# START OF TEXT

Some bits of financial advice are a dime a dozen, especially when it comes to your credit. Matter-of-fact tips like “make your payments on time” and “stop getting into unmanageable debt” should go without saying. Of course, if you’re still struggling in those areas, there’s no better place to start.
For most people, however, financial advice needs to transcend the clichés to be truly helpful. What this guide offers is some advice that you may have heard before but not tried yet. These recommendations have been proven to be successful time and time again. Now it’s time to try them out and see for yourself.
1. Use a Credit Builder Card
The type of credit card you use can honestly be a big deal when trying to raise your credit score. For example, individuals with low credit scores or nonexistent credit often benefit more from a credit builder card. This is an option many people don’t consider or even know is a possibility.
A credit builder card is very similar to other cards with a few minor, but notable, differences. The major distinction is that the amount of money you put down as a deposit determines your line of credit. This eliminates a lot of the risk lenders face when working with consumers with poor credit histories. The deposit can be used to pay off unpaid balances in a pinch.
You won’t receive the same rewards that are offered by other credit cards, but you can apply for those later. A credit builder card, as the name suggests, will help you build your credit. Once you get your score where it needs to be, you can qualify for better loans and lines of credit. After all, you have to start somewhere, even if it’s at the bottom.
2. Keep Your Utilization Rate Under 30%
Credit companies don’t always explicitly mention credit utilization rate to their consumers. However, this is a very important factor in determining your credit score, and it’s crucial you understand what it means. Your credit utilization rate has a significant impact on your overall credit score, for better or for worse.
As a rule of thumb, you should try to keep your utilization rate below 30% whenever possible. This simply means that no more than 30% of your overall available credit is being used at one time. For example, you may have three cards with a total credit line of $10,000. To stay under 30%, you should keep your combined balances below $3,000.
Now that you’re aware of what credit utilization entails, you can make a conscious effort to maintain it. For starters, avoid maxing out your credit cards. Setting up automated payments may also help keep your utilization rate low, even when you’re not actively monitoring it.
3. Leave Old Accounts Open
You may have an old line of credit (like an old department store credit card) that you simply do not use anymore. Think twice before closing this line of credit. There are two reasons why it could be beneficial to leave it open.

# END OF TEXT
# START OF STORED DATA

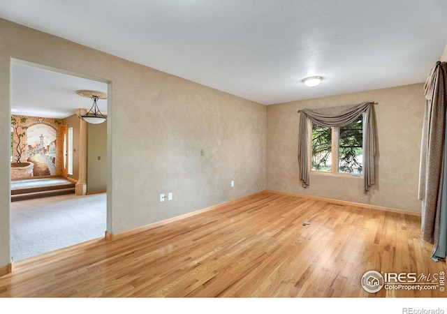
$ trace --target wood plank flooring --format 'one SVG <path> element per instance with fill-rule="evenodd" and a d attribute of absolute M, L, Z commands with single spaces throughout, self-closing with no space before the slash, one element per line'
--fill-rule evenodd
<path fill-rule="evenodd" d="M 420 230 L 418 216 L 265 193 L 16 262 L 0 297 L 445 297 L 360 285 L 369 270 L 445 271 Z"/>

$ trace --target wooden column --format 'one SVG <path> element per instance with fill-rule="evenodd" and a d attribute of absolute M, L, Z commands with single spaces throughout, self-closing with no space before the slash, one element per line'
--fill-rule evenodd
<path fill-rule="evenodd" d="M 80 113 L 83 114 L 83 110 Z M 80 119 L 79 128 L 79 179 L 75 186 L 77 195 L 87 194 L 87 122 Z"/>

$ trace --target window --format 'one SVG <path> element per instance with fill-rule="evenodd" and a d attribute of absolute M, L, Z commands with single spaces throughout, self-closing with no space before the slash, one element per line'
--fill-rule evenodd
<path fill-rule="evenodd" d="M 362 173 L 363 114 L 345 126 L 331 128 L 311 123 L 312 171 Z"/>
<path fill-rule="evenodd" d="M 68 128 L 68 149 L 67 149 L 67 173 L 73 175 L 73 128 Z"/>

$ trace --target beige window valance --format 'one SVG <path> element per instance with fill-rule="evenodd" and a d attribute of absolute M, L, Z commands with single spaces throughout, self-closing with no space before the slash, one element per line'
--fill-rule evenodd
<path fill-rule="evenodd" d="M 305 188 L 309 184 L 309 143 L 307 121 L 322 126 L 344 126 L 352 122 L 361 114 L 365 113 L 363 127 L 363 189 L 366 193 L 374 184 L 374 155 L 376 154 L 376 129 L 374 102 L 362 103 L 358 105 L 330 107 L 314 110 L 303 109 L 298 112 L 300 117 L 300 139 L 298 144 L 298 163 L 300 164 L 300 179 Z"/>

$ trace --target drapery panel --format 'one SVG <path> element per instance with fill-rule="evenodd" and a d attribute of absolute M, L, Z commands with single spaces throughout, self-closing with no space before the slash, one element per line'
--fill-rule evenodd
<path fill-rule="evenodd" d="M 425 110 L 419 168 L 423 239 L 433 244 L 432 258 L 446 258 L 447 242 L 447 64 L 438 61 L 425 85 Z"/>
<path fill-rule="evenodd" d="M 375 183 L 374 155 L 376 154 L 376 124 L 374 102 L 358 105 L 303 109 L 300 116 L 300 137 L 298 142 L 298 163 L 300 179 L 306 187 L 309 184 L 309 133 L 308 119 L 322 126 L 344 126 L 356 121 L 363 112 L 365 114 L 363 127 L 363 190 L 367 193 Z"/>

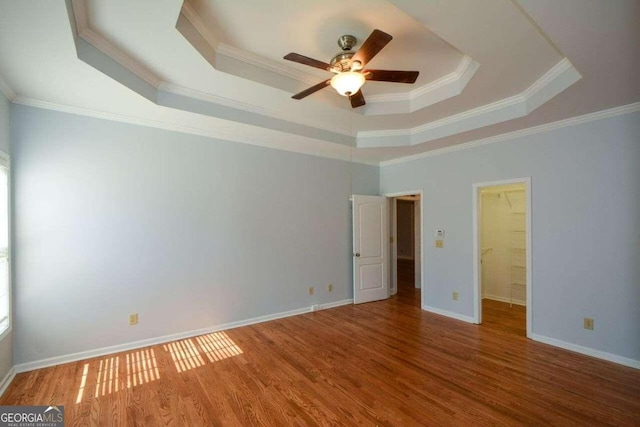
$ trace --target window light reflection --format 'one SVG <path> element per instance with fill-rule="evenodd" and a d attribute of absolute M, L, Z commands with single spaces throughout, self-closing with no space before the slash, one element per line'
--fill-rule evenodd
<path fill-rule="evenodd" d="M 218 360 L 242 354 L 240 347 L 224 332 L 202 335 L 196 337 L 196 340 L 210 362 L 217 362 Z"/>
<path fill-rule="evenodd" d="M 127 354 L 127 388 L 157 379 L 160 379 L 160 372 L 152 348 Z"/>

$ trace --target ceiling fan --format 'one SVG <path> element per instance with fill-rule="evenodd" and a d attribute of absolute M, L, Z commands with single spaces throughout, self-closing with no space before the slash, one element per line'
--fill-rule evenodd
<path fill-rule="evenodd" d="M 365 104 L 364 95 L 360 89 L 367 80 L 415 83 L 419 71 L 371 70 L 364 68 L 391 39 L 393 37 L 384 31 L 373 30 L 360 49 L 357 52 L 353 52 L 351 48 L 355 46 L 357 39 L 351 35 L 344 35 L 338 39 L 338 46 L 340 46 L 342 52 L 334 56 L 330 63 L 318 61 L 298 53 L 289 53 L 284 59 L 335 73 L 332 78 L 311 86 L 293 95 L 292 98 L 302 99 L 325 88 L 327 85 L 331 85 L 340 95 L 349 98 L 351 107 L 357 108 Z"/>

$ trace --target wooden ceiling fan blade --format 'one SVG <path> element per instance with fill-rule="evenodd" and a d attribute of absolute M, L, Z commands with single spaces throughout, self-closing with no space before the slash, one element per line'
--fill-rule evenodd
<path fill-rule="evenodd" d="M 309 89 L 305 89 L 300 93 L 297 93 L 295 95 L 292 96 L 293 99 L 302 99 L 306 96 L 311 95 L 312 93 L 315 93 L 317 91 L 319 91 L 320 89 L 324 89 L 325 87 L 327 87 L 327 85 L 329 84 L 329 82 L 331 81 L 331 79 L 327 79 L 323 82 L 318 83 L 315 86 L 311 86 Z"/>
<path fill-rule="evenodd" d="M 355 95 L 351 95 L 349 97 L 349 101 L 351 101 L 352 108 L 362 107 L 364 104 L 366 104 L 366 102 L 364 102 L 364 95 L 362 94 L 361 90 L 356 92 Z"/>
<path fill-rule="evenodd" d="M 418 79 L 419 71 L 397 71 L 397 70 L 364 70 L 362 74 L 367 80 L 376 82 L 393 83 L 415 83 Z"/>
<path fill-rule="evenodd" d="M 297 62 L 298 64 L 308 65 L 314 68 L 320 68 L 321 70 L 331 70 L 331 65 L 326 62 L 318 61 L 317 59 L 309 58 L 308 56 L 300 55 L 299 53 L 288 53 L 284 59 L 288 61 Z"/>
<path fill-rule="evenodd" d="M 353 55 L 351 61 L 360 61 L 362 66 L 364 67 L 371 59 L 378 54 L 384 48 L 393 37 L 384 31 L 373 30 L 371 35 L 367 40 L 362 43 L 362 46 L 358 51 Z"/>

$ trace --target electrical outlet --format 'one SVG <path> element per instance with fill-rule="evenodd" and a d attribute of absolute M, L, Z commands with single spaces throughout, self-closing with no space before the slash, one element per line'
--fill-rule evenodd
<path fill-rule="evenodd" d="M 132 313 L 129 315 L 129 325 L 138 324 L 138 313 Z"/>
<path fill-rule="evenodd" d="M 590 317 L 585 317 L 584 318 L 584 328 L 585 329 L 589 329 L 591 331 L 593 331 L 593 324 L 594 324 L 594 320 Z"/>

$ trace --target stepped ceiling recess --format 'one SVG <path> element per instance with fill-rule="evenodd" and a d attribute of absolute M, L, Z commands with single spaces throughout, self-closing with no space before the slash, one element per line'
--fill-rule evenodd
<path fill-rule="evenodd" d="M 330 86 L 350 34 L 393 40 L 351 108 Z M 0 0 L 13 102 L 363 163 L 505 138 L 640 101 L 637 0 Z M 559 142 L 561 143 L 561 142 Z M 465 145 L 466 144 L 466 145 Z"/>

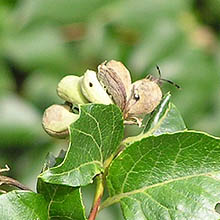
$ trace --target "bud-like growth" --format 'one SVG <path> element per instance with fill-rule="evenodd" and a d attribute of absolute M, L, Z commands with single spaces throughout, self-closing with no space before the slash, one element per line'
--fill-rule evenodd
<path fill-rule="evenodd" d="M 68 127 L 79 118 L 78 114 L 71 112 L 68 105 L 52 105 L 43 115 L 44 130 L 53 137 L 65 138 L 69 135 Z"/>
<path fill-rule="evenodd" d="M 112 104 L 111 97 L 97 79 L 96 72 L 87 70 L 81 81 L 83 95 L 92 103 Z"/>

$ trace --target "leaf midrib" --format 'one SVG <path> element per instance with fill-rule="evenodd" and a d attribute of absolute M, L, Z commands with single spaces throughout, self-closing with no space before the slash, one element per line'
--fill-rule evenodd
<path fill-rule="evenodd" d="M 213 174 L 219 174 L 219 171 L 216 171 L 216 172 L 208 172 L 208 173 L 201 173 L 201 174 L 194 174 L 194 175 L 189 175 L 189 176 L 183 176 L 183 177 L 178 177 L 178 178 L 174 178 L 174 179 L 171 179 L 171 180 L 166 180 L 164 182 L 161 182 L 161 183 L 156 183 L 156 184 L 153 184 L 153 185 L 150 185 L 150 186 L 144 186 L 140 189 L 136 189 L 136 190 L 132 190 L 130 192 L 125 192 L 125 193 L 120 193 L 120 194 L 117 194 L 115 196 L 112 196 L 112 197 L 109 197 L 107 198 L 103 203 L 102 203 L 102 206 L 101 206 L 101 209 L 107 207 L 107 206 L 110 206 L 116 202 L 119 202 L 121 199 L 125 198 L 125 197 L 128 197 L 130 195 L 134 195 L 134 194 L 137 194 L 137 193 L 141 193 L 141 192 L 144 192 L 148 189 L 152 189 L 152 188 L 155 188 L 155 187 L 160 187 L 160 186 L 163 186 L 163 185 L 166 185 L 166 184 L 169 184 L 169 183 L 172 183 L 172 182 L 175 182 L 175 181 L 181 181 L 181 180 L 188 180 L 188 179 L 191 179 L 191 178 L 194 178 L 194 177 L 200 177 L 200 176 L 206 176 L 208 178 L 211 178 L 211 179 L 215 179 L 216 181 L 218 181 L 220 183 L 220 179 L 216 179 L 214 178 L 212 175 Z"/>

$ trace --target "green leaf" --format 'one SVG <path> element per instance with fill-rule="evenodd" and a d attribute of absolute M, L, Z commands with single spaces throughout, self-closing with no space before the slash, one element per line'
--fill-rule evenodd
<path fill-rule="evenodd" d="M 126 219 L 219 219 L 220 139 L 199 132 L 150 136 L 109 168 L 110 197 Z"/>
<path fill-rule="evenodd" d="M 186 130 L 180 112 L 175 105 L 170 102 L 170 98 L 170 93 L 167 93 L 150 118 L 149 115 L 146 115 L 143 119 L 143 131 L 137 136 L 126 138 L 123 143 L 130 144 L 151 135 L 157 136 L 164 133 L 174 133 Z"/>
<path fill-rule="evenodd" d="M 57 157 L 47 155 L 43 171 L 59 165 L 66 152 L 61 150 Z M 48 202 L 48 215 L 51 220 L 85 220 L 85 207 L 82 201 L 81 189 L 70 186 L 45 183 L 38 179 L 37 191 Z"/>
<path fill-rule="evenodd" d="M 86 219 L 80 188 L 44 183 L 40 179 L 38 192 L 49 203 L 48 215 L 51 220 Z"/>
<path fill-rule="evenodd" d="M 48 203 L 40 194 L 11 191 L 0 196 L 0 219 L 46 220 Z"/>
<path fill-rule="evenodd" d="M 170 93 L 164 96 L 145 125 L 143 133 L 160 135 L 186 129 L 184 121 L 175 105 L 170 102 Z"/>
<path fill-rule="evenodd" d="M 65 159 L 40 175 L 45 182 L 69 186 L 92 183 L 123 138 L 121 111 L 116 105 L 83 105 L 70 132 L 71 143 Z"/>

# END OF STORED DATA
# START OF STORED DATA

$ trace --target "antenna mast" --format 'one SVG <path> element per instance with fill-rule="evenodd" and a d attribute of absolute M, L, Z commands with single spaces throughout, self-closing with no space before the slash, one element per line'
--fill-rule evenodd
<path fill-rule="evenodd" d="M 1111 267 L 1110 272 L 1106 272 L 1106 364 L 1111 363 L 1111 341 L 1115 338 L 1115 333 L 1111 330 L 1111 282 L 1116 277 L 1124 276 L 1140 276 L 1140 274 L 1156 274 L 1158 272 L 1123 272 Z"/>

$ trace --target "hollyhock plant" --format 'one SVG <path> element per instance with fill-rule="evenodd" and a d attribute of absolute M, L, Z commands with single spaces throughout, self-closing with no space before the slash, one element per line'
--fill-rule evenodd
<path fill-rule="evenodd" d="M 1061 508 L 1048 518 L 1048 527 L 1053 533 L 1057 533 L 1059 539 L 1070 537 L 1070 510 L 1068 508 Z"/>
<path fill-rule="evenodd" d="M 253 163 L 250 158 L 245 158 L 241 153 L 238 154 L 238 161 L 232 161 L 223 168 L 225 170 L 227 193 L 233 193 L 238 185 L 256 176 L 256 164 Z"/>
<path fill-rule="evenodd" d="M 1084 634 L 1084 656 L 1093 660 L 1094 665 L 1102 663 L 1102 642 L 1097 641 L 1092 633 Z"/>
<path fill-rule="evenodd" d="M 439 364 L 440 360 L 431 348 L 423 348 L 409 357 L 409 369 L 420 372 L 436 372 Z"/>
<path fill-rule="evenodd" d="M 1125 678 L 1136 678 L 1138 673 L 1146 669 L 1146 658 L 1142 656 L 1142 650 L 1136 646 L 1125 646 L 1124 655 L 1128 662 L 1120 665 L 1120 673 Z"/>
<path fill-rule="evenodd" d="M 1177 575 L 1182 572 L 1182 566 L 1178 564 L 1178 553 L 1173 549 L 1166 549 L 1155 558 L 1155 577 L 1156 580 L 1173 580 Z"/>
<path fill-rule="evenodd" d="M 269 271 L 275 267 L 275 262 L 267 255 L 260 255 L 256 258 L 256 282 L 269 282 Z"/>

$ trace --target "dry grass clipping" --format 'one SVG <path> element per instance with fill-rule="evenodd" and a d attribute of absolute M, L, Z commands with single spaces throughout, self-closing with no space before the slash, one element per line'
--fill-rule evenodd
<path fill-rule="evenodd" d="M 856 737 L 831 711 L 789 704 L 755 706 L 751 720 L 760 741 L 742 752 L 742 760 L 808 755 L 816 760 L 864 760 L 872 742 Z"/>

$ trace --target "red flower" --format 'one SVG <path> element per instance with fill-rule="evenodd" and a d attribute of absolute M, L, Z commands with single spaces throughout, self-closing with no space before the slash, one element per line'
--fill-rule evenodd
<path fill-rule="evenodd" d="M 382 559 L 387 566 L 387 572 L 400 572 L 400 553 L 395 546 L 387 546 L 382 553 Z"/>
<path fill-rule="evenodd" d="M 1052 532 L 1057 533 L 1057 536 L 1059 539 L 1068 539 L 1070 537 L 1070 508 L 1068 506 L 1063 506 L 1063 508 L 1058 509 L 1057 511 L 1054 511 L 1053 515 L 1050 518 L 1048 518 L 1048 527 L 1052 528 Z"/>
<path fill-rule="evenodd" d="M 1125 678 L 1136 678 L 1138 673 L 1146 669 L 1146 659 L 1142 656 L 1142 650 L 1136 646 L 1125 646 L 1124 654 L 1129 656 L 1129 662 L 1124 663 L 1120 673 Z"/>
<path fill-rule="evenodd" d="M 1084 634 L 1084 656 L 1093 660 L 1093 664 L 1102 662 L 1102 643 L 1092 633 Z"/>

# END OF STORED DATA

_STATED GOAL A_. Give each numbered tip heading from the credit guide, in the order it appears.
_STATED GOAL B_. Continue the credit guide with the next part after its final sentence.

_EXERCISE RESPONSE A_.
Use a Credit Builder Card
Keep Your Utilization Rate Under 30%
Leave Old Accounts Open

_EXERCISE RESPONSE B_.
The first is the credit utilization rate mentioned previously. By expanding your total available credit, that old credit line helps to keep your utilization rate low. If you close it, your total credit line will decrease, and you won’t have as much wiggle room.
Second is the length of your credit history. Typically, the longer your credit history, the better. A longer history shows creditors and lenders that you have more experience managing finances. Close that old account, and your credit history will appear to be much shorter than it actually is.
4. Request Additional Reports
Some of your good financial habits might not be reported to the major credit bureaus. If you’re a renter, for instance, those monthly payments often go unreported. However, if you want your rental history to be included in your credit report, talk with your landlord. They may be able to report rental payments directly to the credit bureaus each month.
Additionally, there are a few third-party resources your landlord or rental company can use to report to the credit bureaus. If you’re always on time with your rental payments, this should boost your credit score nicely. Rent reporting will provide another example of your financial responsibility and give more diversity to your credit reports.
5. Don’t Apply for Too Much Credit All at Once
In your efforts to increase your credit diversity or lower your credit utilization rate, be sure not to go overboard. While it can certainly be beneficial to open up a new credit card or take out a loan, don’t get carried away. Applying for too many lines of credit in a short period of time might actually hurt your credit score.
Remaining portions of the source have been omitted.